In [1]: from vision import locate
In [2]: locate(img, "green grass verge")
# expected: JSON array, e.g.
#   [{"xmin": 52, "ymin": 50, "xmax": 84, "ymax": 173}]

= = =

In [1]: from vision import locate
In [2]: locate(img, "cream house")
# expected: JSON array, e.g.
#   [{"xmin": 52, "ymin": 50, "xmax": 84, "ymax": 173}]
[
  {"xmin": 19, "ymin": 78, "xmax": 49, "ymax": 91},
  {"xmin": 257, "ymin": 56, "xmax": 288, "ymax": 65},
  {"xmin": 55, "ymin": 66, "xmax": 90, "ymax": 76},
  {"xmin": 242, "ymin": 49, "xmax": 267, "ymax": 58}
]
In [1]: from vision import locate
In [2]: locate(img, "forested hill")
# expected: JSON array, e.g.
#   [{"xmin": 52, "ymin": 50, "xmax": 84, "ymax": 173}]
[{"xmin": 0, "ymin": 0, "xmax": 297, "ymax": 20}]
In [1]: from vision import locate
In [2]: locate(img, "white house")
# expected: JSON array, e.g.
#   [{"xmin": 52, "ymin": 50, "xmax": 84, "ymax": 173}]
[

= = =

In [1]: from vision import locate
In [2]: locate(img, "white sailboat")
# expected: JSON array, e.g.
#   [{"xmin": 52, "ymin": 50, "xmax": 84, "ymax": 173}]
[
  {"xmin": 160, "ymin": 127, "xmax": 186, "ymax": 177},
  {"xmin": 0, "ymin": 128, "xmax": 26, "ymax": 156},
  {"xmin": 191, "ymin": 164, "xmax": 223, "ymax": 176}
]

= = =

*Aim of the task*: In the entries above, find lines with "house" and copy each.

*Exercise answer*:
In [2]: locate(img, "cream house")
In [2]: locate(img, "white house")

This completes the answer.